··· MATERIAL FOR THE TASK ···
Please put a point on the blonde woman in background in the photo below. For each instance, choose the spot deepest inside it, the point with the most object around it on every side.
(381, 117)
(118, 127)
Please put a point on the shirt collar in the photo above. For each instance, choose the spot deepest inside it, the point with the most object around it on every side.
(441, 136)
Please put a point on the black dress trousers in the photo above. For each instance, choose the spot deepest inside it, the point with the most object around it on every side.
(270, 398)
···
··· MATERIAL FOR THE TASK ···
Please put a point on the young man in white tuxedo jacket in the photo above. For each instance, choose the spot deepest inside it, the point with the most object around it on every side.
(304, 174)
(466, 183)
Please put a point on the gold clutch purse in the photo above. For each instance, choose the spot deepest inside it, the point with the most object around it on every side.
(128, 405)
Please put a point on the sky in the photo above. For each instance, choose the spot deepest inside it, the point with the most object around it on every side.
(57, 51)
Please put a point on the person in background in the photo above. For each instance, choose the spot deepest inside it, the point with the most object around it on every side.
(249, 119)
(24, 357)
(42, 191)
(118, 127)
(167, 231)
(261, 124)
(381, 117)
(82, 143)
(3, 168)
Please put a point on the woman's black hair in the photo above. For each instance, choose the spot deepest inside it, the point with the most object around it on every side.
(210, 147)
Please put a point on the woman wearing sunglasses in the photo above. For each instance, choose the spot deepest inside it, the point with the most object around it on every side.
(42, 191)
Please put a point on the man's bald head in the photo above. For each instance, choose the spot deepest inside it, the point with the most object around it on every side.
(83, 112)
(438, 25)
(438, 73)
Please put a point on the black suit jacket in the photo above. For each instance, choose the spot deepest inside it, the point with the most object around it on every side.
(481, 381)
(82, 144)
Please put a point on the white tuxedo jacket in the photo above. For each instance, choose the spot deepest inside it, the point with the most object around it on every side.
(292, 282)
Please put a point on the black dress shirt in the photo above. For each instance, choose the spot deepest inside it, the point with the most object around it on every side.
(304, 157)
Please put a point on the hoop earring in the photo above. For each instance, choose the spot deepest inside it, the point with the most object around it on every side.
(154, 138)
···
§ TASK DESCRIPTION
Count the lines in the data above that contain the word "dress", and give only the number.

§ THE SOLUTION
2